Please reproduce the material below with "Spot" swapped for "Find" at every occurrence, keeping everything else unchanged.

★ ★ ★

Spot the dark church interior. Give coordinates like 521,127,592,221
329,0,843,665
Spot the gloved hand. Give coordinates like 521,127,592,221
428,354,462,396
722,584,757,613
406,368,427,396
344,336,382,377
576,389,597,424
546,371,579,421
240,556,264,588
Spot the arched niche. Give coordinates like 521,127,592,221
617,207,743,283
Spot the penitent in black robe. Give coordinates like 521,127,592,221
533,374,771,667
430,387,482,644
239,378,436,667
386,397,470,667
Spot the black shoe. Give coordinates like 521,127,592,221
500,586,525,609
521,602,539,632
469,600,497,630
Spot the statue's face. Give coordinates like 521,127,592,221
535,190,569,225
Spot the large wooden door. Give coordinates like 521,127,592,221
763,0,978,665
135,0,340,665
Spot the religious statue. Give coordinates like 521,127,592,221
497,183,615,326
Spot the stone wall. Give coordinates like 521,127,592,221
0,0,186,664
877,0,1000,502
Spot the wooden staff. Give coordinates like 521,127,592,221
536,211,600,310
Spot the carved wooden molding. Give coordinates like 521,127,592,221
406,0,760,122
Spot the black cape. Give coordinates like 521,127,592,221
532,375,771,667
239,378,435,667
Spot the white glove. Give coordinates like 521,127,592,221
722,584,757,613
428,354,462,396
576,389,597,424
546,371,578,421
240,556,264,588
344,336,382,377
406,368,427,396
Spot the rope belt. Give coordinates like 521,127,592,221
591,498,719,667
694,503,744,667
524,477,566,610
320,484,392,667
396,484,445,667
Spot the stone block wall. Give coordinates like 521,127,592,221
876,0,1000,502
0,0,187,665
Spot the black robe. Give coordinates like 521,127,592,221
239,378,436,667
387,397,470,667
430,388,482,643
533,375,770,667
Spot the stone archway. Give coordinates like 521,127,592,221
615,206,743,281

★ ★ ★

**ANSWER FOR THE TASK**:
Find the dark church interior. Give coordinates like 521,127,592,221
329,0,843,665
Find the gloved hand. Give coordinates like 521,127,592,221
428,354,462,396
722,584,757,613
406,368,427,396
344,336,382,377
576,389,597,424
546,371,579,421
240,556,264,588
Find the arched niche. Give coordinates like 521,127,592,221
617,207,743,283
Find the penitent in black robe. Give coordinates like 521,127,592,221
533,374,771,667
430,387,482,644
239,378,436,667
386,397,470,667
Find the black shoe. Give coordinates like 521,127,592,221
500,586,525,609
521,602,539,632
469,600,497,630
Find the statue's face. Give coordinates like 521,127,592,221
535,190,569,225
Find the large wooden door. Give coordinates like 521,127,592,221
763,0,978,665
135,0,340,665
Find the religious statue. Give coordinates like 521,127,592,221
497,183,615,326
Find the stone wall. Give coordinates like 521,127,592,221
0,0,186,664
877,0,1000,502
Find the wooden staff. Give coordinates like 521,127,592,221
536,211,600,310
Find the carved wooden molding. Give coordinates like 521,127,592,221
406,0,760,122
Find the black cape. Give coordinates like 521,127,592,221
532,375,771,667
239,378,435,667
Find the white glove. Give coordinates like 521,127,592,221
722,584,757,613
428,354,462,396
576,389,597,424
546,371,578,421
240,556,264,588
344,336,382,377
406,368,427,396
Find the rope belt. Give coordinates like 521,127,592,221
591,498,719,667
694,503,744,667
524,477,566,610
320,484,392,667
396,484,445,667
Find the stone block wall. Give coordinates like 521,127,592,221
876,0,1000,502
0,0,187,665
Find the black robe. Give coordinates like 521,127,592,221
239,378,436,667
387,397,470,667
430,388,482,643
533,375,770,667
Find the stone archway. Give coordinates like 521,127,592,221
615,206,743,281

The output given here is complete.